#### GIVEN PASSAGE:
********

Here are some of the meals I’ve been cooking and enjoying lately.





Slow cooker garlic Tuscan chicken





Slow cooker taco bowls





We loved both of these recipes, but the taco bowls were a particular hit.





In addtion to the fab recipes in the Mrs. Fields Cookie Book, here are some of the goodies I’ve been baking lately.





Challah bread





Strawberry cake





If you’d like to keep up with the slow cooker and baking recipes I’m discovering, you can follow me on Pinterest.





I’ve also started exercising again. I’ve had a love/hate relationship with exercise my whole life. When I’m into it I’m into it, but I’ve found it extremely easy to drop exercise and I won’t manage to work out for months at a time. When I’m stressed or anxious I stop exercising, which is wrong, I know. When I’m stressed or anxious is exactly when I should exercise. To help myself deal with the uncertainties that these times bring, I decided to make that extra effort to exercise. I’m glad I did because I do feel better than I was feeling before I started working out regularly. I won’t go to the gym because of the virus, and although I live near some beautiful parks it can be 110 degrees outside during a Vegas summer, so that’s a no go for me. I discovered Leslie Sansone’s Walk at Home videos and they’re awesome. She has you moving to a pace that equals walking two miles in 30 minutes. While you’re walking you’re also working your abs, legs, and arms, and she even has some videos that use weights so you can work out your muscles too. Whenever I’m feeling lazy, which is frequently these days, I say to myself, it’s only half an hour. What else am I going to do with this half-hour? That’s enough to get me off my bottom and moving. Thirty minutes may not sound like a lot, but I get a pretty good work out and I’ve been toning up even with the cooking and the baking!

********

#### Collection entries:
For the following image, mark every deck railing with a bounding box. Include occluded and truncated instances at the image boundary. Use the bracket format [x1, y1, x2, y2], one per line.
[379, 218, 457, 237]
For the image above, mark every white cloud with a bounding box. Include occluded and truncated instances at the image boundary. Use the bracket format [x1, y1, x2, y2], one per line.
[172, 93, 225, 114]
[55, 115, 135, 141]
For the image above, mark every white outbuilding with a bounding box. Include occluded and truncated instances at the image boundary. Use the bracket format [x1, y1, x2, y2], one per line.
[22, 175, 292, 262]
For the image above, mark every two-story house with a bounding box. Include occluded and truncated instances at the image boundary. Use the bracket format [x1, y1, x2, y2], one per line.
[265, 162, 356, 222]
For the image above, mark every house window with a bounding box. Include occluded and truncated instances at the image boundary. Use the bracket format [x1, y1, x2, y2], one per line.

********

#### TASKS TO CARRY OUT:
- 1) Decide whether each statement agrees with the passage on cooking and exercise, answering yes or no and quoting the deciding words: (a) The taco bowls were a particular hit. (b) The author has been working out at the gym. (c) Leslie Sansone's videos set a pace equal to walking two miles in 30 minutes.
- 2) Edit the passage on cooking and exercise: write out the part starting with "Slow cooker taco" and going on through "been baking lately.", with "taco bowls" changed to "burrito bowls".
The rows have no connection to the passage on cooking and exercise.

#### ANSWERS TO THE TASKS:
- 1)
(a) Yes: "We loved both of these recipes, but the taco bowls were a particular hit."
(b) No: "I won’t go to the gym because of the virus"
(c) Yes: "She has you moving to a pace that equals walking two miles in 30 minutes."

- 2)
Slow cooker burrito bowls





We loved both of these recipes, but the burrito bowls were a particular hit.





In addtion to the fab recipes in the Mrs. Fields Cookie Book, here are some of the goodies I’ve been baking lately.